SET PROBLEM: Resume the F-test tutorial below, continuing from its last line.

--- START SOURCE EXCERPT ---

Using an F-table or a statistical software, we find the critical F-value for α = 0.10, df1 = 9, and df2 = 14 to be 2.82.

Since the calculated F-value (1.25) is less than the critical F-value (2.82), we fail to reject the null hypothesis.

Therefore, we do not have sufficient evidence to conclude that the variances of the two populations are significantly different at the 10% significance level.

#### Q8. The following data represent the waiting times in minutes at two different restaurants on a Saturday night: Restaurant A: 24, 25, 28, 23, 22, 20, 27; Restaurant B: 31, 33, 35, 30, 32, 36. Conduct an F-test at the 5% significance level to determine if the variances are significantly different.

In [7]:
import numpy as np
from scipy.stats import f

def perform_f_test(sample1:list, sample2:list, alpha=0.05):

    """
    This function will take two samples as list and perform F-test
    and print the results
    """
    
    # Calculating Variances of both samples
    var1 = np.var(sample1, ddof=1)
    var2 = np.var(sample2, ddof=1)

--- END SOURCE EXCERPT ---
--- START GIVEN RECORDS ---

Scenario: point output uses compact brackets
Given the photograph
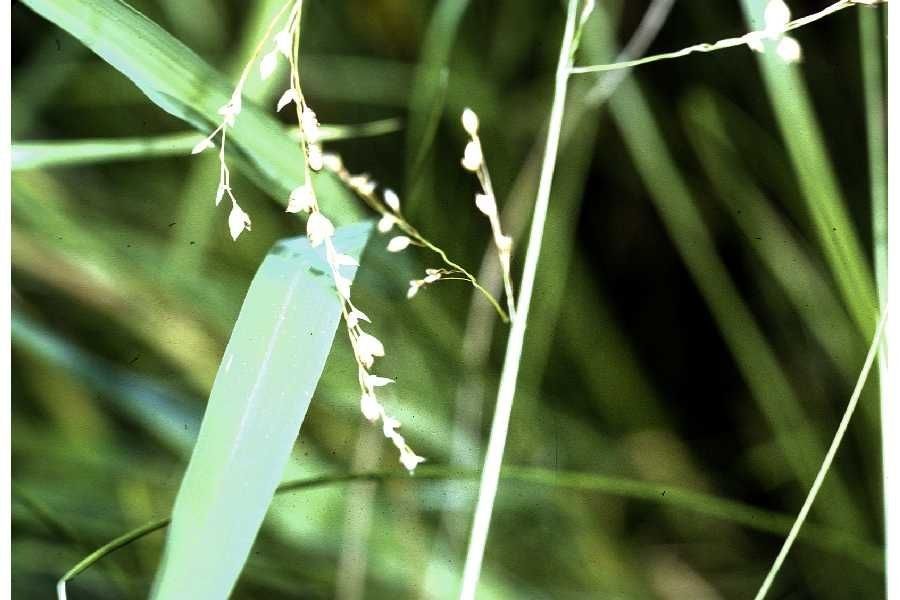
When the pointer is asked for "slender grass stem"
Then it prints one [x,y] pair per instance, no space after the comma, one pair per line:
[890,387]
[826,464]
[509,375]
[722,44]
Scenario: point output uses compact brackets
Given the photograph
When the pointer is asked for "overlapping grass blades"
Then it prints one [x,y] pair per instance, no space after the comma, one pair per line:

--- END GIVEN RECORDS ---

EXERCISE OUTPUT:
    # Null and Alternate hypothesis
    null_hypothesis = "Variances are similar"
    alternate_hypothesis =  "Variances are significantly different"

    # Printing sample mean and variance
    print(f'Sample 1 Mean : {np.mean(sample1):.4f}, Sample 1 Variance : {var1:.4f}')
    print(f'Sample 2 Mean : {np.mean(sample2):.4f}, Sample 2 Variance : {var2:.4f}')

    print('\n================================================================================\n')

    # Calculate F-statistic
    if var1 >= var2:
        f_statistic = var1/var2
        dfn = len(sample1)-1
        dfd = len(sample2)-1        
    else:
        f_statistic = var2/var1
        dfn = len(sample2)-1
        dfd = len(sample1)-1

    # Calculating p-value
    p_value = 1 - f.cdf(f_statistic, dfn, dfd) 

    # Calculate F-critical
    F_crit = f.ppf(1-alpha, dfn, dfd)

    # print the results
    print(f"F-statistic: {f_statistic:.4f}")
    print(f"F Critical value: {F_crit:.4f}")
    print(f"P-value: {p_value:.4f}")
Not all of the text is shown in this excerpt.